Work request
The full set of lines below has to be duplicated exactly, with no picture kept.

Exercise data
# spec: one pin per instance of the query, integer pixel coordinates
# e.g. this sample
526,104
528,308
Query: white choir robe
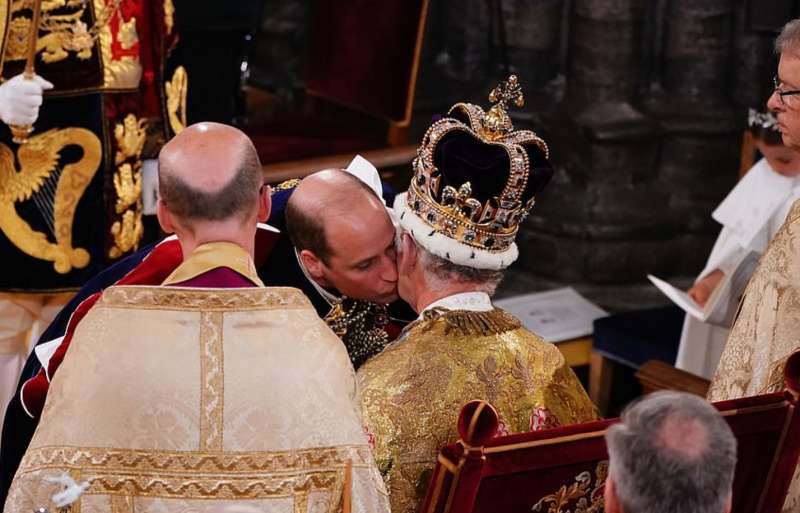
750,216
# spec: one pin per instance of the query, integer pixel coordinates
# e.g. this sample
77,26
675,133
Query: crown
489,220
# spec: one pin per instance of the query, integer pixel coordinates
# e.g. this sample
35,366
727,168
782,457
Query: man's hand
20,99
702,290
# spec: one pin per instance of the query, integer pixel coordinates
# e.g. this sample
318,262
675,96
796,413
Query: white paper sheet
555,315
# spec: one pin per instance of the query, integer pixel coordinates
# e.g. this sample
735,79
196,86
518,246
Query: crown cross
460,202
496,122
508,91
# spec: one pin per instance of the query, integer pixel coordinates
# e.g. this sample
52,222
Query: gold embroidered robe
173,399
412,393
766,329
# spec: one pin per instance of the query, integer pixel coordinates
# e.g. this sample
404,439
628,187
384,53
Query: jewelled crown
476,179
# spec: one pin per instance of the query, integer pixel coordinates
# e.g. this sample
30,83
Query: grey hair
440,271
672,451
789,38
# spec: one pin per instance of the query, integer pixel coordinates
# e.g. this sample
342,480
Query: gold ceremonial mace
20,133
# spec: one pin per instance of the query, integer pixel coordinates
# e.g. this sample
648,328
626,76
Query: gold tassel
467,322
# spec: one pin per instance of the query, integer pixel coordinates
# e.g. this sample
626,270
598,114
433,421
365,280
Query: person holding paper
767,324
750,215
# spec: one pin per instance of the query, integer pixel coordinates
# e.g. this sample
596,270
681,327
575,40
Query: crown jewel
452,210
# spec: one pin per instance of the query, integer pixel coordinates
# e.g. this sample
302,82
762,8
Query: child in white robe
750,215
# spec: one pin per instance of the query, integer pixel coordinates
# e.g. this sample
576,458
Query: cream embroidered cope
175,399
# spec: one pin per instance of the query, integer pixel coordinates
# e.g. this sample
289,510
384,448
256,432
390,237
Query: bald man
347,283
211,197
182,393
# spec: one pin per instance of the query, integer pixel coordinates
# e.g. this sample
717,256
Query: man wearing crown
475,181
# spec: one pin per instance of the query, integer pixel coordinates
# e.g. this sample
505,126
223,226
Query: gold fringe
468,323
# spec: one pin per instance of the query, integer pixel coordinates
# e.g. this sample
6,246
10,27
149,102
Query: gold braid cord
127,229
38,159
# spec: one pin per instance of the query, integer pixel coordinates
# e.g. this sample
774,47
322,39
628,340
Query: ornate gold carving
211,391
127,231
586,498
128,186
169,15
38,159
127,34
130,136
157,298
203,475
176,90
60,34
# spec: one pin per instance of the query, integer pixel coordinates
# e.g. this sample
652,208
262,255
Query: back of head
209,172
789,38
324,194
672,452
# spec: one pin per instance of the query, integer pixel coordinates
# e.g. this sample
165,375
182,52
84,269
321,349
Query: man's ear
610,497
406,255
264,203
315,266
164,217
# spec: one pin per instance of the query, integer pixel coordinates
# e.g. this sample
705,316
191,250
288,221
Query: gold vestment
174,399
412,393
767,328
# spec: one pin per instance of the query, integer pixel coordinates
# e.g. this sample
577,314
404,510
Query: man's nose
388,269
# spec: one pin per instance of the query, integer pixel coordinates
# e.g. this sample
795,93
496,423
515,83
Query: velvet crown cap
475,180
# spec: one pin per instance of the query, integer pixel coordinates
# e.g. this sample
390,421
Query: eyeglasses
777,83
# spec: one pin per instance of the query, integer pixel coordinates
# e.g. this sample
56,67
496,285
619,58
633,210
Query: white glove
20,99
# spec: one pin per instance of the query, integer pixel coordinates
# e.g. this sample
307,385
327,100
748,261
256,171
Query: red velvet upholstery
363,63
563,466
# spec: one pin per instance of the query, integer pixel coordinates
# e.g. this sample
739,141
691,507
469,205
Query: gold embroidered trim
176,90
469,323
212,392
286,184
35,179
121,504
213,255
127,230
203,475
160,298
586,498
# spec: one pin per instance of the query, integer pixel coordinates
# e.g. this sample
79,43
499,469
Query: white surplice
750,215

Your solution
# spec: one pin per instance of the query, integer pixel coordinates
# e.g. this sample
526,104
528,308
Query: white choir robe
750,216
# spec: one pin per instance of the query, integer pixel coordinates
# e.g. this sample
77,26
675,133
Query: crown
489,220
# spec: one pin per instance of the query, integer pixel coordinates
# e.g. this sample
35,366
727,168
782,457
Query: man's hand
20,99
702,290
# spec: one pin per instance of the query, integer pixel coordinates
# e.g. this sample
318,262
675,96
796,413
Query: white paper sheet
555,315
# spec: one pin per instance of the query, integer pixel coordinates
# e.g. this sample
735,79
196,86
518,246
Query: crown cross
460,202
496,122
508,91
# spec: one pin per instance of the query, integer pixel coordinates
# e.g. this sample
52,222
Query: gold embroidered robe
173,399
412,393
766,329
# spec: one pin per instance of the query, integer pixel coordinates
# e.g. this sample
404,439
628,187
384,53
Query: jewelled crown
476,179
# spec: one pin per instance of the query, integer pixel coordinates
# e.g. this sample
30,83
Query: grey hair
440,271
672,451
789,38
# spec: one pin per instance of the query, integer pixel coordinates
# e.g. this sample
342,480
Query: gold ceremonial mace
20,133
# spec: one pin per instance of the query, integer pixel coordinates
# e.g. this sample
648,328
626,76
Query: gold tassel
467,322
# spec: one pin per instance of the query, integer pixel coordinates
# e.g. this sample
626,270
598,114
433,421
365,280
Query: person holding paper
767,324
750,215
# spec: one pin per instance of the query, integer pixel coordinates
# e.g. this sample
596,270
681,327
575,40
Query: crown jewel
452,210
# spec: one pin per instance of the query, integer pixel coordinates
# e.g. this sample
302,82
762,8
Query: child in white robe
750,215
# spec: one pin per instance of the query, integer pixel coordinates
# e.g. this sample
576,458
Query: cream embroidered cope
175,399
# spec: one pin per instance of the query, integer pixel coordinates
# e.g. this sample
289,510
384,448
256,432
390,237
Query: bald man
347,283
211,197
182,393
# spec: one pin per instance of the query, integer pixel coordinates
# e.g. this sample
717,256
Query: man wearing crown
475,181
# spec: one pin per instance of the query, integer pixel coordinates
# e.g. this sample
505,126
223,226
Query: gold fringe
468,323
# spec: one pin per instance of the query, integer pixel coordinates
# e.g. this sample
6,246
10,27
149,102
Query: gold braid cord
127,229
38,159
# spec: one pin per instance of the query, integer pixel coordinates
# e.g. this sample
774,47
322,39
628,340
Query: ornate gold carving
211,391
127,231
586,498
128,186
169,15
38,159
127,34
130,136
157,298
203,475
176,90
60,34
# spec: one pin per instance of the query, integer pixel coordinates
# e.g. this sample
652,208
262,255
Query: back of head
209,172
789,38
324,194
672,452
# spec: one pin per instance of the query, integer pixel coordinates
# e.g. this sample
165,375
182,52
84,269
321,349
Query: man's ear
610,497
406,255
264,203
315,266
164,217
# spec: one pin per instance of the query, integer pixel coordinates
# e.g. this sample
705,316
191,250
288,221
Query: gold vestment
174,399
412,393
767,328
# spec: one pin per instance of the query, integer pixel coordinates
# e.g. this sample
577,314
404,510
Query: man's nose
388,269
# spec: one pin per instance of the query, integer pixel coordinates
# e.g. this sample
795,93
496,423
515,83
Query: velvet crown cap
475,180
# spec: one pin per instance of the query, integer pixel coordinates
# e.g. this sample
390,421
Query: eyeglasses
777,83
# spec: one pin per instance of the query, integer pixel coordinates
# e.g. this sample
56,67
496,285
619,58
633,210
Query: white glove
20,99
# spec: one pin per instance of the query, integer pixel coordinates
# e.g. this sample
307,385
327,100
748,261
256,171
Query: red velvet upholstery
363,63
563,466
# spec: one pin per instance of the query, integer pixel coordinates
# e.g. this sample
739,141
691,507
469,205
Query: gold embroidered trim
176,90
469,323
212,392
286,184
35,179
121,504
213,255
127,230
203,475
160,298
586,498
# spec: one pin per instance of the query, integer pixel coordinates
# e.g. this sample
79,43
499,469
Query: white surplice
750,215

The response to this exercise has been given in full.